→ **INSTRUCTIONS FOR THE TASK**
Which lines in the items below contain the string "sidewalk"? Find and copy each of those lines, matching capital and lowercase letters exactly.

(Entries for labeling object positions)

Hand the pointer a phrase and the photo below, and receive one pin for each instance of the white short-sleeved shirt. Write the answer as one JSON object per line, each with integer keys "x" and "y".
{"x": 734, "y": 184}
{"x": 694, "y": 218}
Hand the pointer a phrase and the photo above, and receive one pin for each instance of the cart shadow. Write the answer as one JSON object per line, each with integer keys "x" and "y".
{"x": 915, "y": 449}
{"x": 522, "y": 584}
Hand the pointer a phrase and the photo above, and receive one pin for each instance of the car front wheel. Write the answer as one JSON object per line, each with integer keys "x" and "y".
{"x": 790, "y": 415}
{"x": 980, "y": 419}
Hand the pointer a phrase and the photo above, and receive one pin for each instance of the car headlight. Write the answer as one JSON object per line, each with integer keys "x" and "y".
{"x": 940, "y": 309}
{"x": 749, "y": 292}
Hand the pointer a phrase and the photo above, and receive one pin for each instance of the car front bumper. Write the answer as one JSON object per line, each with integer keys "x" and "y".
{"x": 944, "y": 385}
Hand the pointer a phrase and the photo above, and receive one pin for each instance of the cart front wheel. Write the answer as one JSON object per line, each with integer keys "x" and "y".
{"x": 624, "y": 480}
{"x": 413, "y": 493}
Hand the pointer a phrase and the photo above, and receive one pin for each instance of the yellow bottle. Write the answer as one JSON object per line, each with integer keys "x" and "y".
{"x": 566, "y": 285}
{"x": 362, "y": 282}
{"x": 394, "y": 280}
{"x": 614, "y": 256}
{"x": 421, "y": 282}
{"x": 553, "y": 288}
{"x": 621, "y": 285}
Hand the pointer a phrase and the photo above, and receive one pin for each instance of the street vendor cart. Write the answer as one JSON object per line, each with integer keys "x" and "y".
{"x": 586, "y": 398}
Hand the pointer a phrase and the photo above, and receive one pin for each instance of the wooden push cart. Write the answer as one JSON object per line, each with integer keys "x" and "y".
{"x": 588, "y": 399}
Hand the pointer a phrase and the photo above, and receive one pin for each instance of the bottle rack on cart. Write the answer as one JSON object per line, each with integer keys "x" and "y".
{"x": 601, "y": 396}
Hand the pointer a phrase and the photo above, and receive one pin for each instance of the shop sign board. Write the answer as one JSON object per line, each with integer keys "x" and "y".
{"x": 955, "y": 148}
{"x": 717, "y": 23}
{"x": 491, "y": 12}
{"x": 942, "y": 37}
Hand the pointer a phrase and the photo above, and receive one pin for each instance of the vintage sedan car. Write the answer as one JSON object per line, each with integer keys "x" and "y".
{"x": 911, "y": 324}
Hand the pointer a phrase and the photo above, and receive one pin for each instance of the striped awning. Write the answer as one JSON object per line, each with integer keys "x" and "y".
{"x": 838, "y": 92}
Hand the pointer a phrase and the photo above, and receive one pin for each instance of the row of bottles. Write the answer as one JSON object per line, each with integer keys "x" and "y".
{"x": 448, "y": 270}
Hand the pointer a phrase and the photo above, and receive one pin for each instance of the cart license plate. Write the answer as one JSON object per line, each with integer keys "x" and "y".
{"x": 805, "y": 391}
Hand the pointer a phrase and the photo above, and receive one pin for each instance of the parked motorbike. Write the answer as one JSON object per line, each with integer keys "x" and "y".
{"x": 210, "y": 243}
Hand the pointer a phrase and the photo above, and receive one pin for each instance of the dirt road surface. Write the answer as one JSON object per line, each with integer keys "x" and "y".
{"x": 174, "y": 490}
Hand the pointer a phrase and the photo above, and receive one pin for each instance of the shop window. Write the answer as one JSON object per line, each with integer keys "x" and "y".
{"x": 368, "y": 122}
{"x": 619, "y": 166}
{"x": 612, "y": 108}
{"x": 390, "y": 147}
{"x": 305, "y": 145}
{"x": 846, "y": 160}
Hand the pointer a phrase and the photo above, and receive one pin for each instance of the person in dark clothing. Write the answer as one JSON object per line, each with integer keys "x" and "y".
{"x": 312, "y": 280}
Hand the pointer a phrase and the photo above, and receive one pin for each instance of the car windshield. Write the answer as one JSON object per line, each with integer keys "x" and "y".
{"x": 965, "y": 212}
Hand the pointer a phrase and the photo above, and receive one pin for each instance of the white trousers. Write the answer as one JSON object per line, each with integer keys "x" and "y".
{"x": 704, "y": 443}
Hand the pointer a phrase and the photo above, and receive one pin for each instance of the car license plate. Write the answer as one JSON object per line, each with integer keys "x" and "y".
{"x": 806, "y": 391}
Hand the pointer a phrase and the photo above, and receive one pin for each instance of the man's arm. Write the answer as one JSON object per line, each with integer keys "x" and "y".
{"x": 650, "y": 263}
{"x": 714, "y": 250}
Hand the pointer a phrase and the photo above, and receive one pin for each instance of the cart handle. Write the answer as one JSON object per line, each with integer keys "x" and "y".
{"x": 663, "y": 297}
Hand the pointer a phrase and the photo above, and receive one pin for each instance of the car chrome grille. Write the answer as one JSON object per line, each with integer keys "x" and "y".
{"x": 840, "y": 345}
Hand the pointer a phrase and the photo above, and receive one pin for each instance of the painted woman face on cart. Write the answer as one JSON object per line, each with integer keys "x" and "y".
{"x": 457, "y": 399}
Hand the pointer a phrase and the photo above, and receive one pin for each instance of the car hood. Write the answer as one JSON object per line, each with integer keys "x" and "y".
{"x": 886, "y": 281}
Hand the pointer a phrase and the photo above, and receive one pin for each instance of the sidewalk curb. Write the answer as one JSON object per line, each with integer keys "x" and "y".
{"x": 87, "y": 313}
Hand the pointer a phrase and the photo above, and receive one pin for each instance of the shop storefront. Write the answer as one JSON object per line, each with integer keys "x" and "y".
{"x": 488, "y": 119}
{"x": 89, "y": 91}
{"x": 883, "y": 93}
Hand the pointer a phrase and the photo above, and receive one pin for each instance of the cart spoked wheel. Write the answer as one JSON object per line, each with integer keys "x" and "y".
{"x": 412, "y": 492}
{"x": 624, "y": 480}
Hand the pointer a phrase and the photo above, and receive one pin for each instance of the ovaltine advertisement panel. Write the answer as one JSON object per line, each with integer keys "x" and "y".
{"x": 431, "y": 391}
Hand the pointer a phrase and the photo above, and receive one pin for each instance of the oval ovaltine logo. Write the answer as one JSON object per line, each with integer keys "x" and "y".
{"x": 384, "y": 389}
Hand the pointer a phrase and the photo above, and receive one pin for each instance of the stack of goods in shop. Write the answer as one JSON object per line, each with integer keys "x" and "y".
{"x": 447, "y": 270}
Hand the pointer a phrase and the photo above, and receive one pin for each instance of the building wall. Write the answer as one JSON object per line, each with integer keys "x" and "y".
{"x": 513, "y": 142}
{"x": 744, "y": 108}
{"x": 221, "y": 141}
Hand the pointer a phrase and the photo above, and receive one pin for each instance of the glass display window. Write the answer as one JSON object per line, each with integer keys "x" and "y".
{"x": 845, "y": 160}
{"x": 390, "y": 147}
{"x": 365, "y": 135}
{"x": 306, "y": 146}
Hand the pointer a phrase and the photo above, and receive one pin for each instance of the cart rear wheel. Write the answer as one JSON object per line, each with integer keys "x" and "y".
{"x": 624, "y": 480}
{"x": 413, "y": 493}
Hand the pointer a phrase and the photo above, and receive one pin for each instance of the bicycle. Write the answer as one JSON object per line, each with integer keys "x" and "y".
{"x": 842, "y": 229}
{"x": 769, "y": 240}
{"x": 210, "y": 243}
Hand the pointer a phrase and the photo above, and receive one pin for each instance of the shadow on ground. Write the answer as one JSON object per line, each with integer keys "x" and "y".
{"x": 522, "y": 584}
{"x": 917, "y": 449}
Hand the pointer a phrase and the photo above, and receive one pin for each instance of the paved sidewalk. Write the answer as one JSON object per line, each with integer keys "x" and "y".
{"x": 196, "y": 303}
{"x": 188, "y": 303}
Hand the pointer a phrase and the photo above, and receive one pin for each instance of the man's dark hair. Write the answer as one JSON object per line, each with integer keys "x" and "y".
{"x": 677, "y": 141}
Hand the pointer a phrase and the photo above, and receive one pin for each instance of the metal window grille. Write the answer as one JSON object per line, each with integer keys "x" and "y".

---

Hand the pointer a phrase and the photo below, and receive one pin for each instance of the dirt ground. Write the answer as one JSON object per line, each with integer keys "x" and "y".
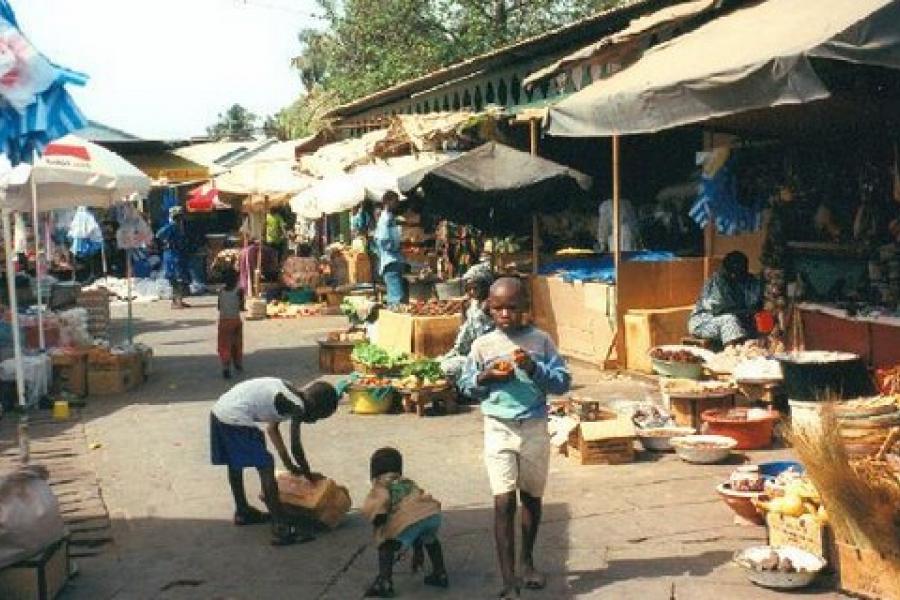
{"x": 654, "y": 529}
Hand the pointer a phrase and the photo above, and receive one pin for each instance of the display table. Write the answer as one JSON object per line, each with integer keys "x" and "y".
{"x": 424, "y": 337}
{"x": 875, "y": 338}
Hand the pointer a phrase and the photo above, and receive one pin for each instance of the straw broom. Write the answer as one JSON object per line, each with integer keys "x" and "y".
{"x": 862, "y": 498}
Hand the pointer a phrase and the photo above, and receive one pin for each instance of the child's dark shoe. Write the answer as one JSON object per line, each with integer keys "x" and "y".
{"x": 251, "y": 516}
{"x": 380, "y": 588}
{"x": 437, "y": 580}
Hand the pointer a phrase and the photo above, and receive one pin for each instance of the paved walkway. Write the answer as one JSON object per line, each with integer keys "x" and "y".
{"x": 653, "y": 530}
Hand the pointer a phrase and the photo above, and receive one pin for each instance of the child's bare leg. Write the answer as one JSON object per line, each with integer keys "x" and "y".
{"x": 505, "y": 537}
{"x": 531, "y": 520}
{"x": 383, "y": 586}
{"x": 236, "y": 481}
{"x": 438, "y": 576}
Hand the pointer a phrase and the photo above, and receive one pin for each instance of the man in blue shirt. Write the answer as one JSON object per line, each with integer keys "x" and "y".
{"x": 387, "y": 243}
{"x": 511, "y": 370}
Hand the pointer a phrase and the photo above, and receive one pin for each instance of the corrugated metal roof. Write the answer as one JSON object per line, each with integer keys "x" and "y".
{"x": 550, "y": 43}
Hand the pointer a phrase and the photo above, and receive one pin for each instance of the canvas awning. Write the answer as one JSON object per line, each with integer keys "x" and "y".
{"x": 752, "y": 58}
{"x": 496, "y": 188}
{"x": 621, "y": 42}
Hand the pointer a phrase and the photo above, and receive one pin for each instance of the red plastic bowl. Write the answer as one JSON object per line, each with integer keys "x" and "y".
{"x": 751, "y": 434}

---

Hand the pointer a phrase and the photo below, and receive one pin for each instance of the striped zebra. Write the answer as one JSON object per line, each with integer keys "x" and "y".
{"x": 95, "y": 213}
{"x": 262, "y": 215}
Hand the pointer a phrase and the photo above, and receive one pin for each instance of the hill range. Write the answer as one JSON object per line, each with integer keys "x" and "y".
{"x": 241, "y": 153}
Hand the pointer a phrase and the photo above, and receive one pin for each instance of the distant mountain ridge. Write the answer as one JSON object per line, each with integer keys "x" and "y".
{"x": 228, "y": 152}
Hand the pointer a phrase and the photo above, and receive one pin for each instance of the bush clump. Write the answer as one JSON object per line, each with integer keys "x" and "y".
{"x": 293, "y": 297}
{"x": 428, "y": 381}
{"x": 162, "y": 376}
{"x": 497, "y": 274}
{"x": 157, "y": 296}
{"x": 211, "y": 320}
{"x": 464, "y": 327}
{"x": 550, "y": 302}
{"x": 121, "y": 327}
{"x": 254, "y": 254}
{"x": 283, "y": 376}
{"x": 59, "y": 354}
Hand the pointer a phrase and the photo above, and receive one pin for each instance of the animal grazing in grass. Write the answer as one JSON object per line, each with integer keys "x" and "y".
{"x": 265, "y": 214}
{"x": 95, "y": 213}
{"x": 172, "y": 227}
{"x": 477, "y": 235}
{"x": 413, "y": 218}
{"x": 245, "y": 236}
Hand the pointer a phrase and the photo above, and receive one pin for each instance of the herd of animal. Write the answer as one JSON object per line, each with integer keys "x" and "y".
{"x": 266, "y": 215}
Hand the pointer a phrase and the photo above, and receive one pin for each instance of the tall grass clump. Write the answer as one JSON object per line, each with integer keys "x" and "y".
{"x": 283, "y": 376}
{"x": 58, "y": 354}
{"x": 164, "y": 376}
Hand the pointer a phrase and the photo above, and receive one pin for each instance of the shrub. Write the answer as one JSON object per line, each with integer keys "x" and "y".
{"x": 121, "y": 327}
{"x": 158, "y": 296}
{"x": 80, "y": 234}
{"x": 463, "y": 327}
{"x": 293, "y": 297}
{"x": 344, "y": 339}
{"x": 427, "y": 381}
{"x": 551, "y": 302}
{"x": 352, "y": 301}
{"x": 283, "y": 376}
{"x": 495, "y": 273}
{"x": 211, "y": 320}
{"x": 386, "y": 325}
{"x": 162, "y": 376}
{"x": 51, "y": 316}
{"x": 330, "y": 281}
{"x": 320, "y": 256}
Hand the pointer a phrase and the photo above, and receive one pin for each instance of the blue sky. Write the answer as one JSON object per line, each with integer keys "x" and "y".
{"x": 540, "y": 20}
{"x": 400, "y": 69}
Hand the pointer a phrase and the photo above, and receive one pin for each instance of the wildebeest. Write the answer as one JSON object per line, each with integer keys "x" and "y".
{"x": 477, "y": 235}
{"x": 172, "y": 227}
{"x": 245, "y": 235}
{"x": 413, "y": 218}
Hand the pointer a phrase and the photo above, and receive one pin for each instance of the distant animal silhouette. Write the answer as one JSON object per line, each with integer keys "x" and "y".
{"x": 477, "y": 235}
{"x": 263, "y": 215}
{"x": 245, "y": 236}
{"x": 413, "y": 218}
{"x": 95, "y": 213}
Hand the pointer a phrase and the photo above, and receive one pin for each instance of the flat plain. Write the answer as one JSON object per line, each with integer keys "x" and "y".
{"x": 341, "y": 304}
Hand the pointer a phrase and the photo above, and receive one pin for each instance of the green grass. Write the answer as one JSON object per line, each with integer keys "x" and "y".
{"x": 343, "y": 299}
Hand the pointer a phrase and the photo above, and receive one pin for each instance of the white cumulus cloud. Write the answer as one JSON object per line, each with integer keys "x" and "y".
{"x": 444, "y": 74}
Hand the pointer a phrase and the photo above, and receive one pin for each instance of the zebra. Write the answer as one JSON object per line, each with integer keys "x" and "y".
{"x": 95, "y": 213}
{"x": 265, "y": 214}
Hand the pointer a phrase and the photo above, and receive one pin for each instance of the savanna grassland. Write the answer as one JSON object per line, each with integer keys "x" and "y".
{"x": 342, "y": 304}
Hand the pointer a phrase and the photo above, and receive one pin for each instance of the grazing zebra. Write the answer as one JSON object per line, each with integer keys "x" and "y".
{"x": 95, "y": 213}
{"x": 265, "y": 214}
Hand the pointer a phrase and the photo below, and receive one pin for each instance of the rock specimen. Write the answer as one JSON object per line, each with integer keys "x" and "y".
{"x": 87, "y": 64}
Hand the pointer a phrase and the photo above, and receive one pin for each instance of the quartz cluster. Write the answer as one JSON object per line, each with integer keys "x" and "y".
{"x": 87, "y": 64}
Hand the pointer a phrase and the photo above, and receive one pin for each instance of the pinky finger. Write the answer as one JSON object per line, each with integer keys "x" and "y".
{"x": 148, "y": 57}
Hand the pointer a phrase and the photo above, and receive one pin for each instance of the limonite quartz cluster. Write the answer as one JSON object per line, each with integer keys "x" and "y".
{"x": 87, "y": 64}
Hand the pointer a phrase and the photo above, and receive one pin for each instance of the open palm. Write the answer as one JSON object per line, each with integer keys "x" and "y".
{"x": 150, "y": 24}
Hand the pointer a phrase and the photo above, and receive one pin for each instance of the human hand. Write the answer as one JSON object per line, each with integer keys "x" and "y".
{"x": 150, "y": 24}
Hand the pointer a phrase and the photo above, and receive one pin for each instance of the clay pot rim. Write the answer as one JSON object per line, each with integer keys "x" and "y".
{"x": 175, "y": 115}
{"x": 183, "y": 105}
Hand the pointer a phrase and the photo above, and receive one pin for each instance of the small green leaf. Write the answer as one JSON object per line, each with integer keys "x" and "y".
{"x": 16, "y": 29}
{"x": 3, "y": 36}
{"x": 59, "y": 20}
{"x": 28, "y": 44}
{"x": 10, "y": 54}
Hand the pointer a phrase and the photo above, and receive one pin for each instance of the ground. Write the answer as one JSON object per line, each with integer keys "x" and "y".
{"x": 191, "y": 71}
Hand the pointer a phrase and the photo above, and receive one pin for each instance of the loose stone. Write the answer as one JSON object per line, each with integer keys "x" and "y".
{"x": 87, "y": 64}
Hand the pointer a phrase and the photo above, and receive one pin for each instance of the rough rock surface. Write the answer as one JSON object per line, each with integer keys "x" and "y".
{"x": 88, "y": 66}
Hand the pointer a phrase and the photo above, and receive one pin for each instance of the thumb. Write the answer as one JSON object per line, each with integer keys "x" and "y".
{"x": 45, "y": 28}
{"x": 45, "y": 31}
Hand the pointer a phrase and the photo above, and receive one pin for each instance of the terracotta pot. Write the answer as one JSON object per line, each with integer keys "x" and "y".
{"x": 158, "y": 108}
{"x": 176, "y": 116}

→ **SOLVED PROBLEM**
Hand the pointer a phrase and the photo above, and receive one pin for each instance of the sidewalk curb. Write the answer as one JSON object per line, each with integer keys "x" and "y".
Hand the pointer a phrase and the photo above, and receive one pin for each instance of the paved sidewalk. Write the answer as one JSON object per line, each with integer keys "x" and "y".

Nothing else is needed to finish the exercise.